• Your task
Each line from the one containing "Target: shoulder" through the end of the data is to be written out exactly, and nothing more.

Items listed in a dataset:
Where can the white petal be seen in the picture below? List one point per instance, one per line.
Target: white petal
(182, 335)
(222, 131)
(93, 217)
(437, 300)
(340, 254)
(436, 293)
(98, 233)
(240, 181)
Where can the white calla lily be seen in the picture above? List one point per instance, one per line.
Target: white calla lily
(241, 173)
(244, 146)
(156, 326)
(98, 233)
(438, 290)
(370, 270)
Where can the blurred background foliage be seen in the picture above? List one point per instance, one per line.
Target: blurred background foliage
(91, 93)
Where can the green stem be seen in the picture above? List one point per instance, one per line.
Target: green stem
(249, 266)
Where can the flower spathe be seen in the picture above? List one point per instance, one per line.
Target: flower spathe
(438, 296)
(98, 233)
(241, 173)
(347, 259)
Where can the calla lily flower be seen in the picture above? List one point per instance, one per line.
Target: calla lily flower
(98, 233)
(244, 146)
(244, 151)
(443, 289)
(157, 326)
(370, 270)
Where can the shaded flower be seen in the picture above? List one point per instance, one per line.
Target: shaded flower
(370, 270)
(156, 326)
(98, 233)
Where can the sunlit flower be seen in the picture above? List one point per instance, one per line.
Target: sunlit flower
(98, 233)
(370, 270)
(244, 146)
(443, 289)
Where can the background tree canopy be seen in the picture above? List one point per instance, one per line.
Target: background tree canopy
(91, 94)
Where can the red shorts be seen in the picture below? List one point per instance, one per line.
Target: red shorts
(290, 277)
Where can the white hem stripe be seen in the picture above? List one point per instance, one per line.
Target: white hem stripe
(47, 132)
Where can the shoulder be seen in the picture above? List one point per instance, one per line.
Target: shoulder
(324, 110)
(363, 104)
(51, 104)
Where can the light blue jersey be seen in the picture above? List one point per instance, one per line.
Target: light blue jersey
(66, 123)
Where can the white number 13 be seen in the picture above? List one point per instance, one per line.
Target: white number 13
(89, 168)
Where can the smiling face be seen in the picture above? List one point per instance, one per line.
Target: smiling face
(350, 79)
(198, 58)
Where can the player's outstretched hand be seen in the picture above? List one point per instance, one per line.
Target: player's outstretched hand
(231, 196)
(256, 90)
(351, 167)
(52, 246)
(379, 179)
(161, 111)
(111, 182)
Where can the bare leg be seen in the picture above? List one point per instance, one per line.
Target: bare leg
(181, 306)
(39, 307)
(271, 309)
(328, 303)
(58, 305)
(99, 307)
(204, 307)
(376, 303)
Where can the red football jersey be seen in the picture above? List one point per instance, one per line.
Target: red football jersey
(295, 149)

• Exercise output
Target: shoulder
(324, 110)
(363, 104)
(51, 104)
Where can the light blue jersey be seen in the picture above? List one point per instance, one per line.
Target: light blue jersey
(66, 123)
Where can the white number 13 be seen in the picture above? List one point per instance, one per line.
Target: white number 13
(89, 168)
Where can the smiling face be seen in the picture above? List one point per instance, one per line.
Target: smiling face
(350, 79)
(198, 58)
Where can the player's outstretched hand be seen in the picture above? List one point per instance, one per line.
Target: player's outstretched hand
(231, 196)
(256, 90)
(351, 167)
(52, 246)
(379, 179)
(161, 111)
(111, 182)
Where can the bare leg be seen in the picture above? List one point per instance, one per line.
Target: bare leg
(181, 306)
(39, 307)
(271, 309)
(328, 303)
(58, 305)
(99, 307)
(204, 307)
(376, 303)
Where can the red football jersey be seen in the picture above? List one point per instance, one per line.
Target: red football jersey
(295, 149)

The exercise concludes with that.